▸ **Task brief**: Below you will find a set of lines. Repeat them all exactly.

========================

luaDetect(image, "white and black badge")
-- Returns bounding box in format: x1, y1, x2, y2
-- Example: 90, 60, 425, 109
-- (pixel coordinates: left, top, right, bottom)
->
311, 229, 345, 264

========================

▸ **Written answer**:
luaDetect(image, "white and black badge")
-- Returns bounding box in format: x1, y1, x2, y2
-- Example: 90, 60, 425, 109
-- (pixel coordinates: left, top, right, bottom)
->
311, 229, 345, 264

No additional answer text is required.